WORK TO BE COMPLETED -> Please read the records below and return each line holding the string "before".

Stored records:

*** Begin section ***

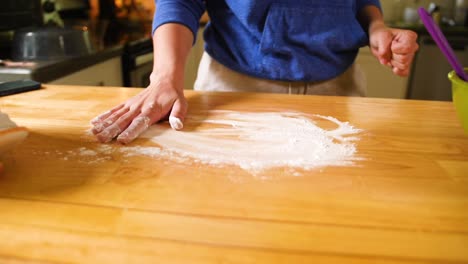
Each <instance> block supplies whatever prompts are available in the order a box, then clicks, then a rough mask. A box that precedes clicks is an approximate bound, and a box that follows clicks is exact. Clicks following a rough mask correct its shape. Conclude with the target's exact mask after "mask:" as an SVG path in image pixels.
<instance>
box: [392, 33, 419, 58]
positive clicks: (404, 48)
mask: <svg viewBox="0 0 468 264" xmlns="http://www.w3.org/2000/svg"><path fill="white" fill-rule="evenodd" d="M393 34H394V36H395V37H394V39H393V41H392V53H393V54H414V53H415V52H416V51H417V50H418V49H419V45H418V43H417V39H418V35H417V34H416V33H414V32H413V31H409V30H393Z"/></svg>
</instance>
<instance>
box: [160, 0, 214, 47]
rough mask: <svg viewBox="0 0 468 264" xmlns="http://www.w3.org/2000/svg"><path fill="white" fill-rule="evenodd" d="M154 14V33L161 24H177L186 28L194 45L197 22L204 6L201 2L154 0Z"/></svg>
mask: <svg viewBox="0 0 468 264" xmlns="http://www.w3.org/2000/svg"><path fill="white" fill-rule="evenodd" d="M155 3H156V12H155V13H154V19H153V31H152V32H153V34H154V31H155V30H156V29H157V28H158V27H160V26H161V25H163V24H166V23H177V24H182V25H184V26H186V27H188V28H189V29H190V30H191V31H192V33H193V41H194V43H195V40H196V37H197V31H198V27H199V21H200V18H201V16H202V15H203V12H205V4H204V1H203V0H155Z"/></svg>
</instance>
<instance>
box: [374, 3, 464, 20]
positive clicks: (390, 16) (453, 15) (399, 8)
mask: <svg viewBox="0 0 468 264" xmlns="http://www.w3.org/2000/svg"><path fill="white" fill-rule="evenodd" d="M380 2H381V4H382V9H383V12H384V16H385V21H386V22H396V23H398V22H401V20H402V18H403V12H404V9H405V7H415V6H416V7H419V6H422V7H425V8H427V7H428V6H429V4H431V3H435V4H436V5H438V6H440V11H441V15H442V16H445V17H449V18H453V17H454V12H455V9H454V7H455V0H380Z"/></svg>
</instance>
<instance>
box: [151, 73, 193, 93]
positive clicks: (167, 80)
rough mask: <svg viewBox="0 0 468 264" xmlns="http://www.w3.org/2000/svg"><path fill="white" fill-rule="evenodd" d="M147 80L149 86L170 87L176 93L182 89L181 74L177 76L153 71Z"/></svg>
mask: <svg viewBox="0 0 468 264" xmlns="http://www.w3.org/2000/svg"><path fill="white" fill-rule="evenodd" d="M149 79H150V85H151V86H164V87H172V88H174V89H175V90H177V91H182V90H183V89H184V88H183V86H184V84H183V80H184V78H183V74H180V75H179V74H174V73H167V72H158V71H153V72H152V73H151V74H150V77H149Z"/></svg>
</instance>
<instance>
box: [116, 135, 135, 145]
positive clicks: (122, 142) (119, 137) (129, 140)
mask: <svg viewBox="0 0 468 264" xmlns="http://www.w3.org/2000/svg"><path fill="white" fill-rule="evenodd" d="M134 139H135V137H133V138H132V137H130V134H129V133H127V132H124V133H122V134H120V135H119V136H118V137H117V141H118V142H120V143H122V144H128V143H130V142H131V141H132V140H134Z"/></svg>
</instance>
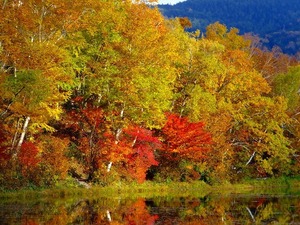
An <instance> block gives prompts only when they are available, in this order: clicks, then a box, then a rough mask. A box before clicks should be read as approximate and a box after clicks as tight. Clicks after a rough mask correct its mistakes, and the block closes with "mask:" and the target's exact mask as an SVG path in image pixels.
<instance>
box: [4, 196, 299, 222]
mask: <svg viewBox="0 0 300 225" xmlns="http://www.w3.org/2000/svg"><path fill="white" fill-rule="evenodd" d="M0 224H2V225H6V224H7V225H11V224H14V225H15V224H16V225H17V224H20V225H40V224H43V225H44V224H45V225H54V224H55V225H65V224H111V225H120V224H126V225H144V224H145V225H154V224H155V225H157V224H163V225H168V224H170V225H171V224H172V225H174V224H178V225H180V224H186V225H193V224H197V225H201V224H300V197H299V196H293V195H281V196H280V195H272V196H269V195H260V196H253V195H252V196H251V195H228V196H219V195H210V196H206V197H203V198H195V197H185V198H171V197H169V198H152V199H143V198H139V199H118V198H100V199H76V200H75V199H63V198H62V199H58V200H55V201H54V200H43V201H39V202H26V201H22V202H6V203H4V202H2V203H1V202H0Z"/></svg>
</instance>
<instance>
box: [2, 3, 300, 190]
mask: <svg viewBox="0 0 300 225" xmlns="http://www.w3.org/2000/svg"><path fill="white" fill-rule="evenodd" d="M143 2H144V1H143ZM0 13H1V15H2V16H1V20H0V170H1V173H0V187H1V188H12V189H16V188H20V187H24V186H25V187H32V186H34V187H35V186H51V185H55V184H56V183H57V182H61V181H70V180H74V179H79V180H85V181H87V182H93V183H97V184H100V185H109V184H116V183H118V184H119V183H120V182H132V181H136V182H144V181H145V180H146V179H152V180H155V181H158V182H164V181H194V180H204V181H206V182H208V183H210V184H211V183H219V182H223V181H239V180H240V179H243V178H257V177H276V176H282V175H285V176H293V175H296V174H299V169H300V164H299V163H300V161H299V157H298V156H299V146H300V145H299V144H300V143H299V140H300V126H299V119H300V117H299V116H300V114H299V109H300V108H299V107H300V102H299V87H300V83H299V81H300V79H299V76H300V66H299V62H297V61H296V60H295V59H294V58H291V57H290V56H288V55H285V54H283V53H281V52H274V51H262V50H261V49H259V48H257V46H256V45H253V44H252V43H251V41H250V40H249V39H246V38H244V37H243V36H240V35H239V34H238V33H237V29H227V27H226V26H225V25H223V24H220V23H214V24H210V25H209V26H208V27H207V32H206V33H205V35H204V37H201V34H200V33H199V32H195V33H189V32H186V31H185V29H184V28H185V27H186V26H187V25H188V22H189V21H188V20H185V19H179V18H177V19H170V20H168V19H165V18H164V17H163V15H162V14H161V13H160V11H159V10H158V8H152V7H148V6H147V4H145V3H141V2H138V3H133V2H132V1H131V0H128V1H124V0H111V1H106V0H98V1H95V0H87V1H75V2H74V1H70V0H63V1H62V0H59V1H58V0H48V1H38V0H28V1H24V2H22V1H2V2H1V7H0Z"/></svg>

*** End section ***
*** Begin section ***

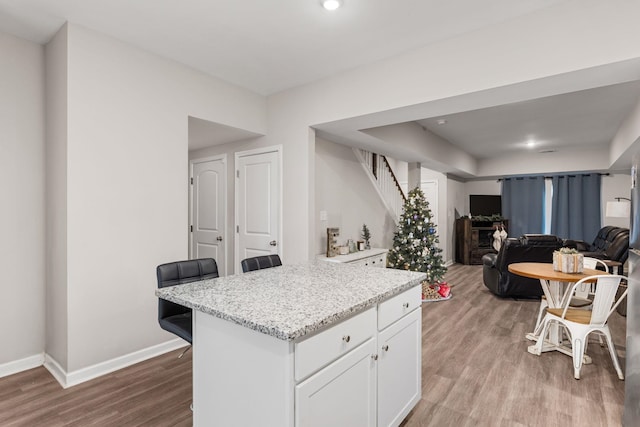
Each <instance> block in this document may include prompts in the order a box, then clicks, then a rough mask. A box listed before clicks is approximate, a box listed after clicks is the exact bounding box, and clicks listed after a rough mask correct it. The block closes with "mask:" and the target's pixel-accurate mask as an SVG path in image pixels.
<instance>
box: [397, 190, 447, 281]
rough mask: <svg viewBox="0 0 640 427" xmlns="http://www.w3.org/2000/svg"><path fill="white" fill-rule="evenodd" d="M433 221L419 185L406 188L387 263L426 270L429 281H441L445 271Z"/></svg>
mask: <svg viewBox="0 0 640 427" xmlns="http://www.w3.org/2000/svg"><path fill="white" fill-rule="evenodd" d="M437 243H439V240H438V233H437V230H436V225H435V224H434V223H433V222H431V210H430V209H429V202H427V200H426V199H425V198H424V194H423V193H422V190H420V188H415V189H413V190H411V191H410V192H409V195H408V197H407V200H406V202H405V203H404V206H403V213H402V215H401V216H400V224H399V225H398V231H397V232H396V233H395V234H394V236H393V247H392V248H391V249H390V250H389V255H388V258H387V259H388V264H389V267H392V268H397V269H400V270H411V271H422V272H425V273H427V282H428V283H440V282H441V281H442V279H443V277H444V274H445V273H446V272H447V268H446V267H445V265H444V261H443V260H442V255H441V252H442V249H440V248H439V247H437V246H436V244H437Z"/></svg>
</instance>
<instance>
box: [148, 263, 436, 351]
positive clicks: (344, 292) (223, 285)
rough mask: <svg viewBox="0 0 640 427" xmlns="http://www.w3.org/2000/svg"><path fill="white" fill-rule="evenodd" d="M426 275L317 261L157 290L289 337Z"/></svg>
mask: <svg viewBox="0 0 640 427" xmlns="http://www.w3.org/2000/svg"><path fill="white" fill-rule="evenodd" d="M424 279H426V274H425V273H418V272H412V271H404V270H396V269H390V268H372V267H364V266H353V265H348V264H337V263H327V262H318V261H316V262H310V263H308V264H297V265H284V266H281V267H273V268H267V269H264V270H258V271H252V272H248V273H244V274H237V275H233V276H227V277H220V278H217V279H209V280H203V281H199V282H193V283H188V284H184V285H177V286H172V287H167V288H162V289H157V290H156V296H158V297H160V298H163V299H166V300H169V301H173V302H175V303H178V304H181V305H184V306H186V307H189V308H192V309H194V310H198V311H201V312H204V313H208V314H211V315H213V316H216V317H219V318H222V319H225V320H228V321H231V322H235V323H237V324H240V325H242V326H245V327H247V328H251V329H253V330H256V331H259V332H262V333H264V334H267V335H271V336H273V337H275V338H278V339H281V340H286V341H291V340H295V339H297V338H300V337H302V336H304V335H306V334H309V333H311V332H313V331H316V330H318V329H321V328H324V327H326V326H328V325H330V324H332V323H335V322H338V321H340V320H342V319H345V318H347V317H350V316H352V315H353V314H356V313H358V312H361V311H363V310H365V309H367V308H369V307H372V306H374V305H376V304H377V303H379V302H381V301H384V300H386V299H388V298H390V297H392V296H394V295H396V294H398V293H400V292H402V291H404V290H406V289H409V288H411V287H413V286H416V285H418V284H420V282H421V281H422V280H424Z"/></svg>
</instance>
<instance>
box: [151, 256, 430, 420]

*** End section ***

ANSWER TO THE PROBLEM ->
An <instance> block gives prompts only when they are available, in this order: clicks, then a box, then a rough mask. A box before clicks should be read as approximate and a box after clicks as tight. Clicks after a rough mask correct its mistakes, and the block closes with "mask:" and the target's exact mask as an SVG path in image pixels.
Each <instance> block in this document may include prompts in the order a box, then clicks, then a rough mask. A box listed before clicks is approximate, a box listed after clicks is the exact bounding box, and clicks listed after a rough mask correct it. The block closes with "mask:" and the target's pixel-accurate mask as an SVG path in image pixels.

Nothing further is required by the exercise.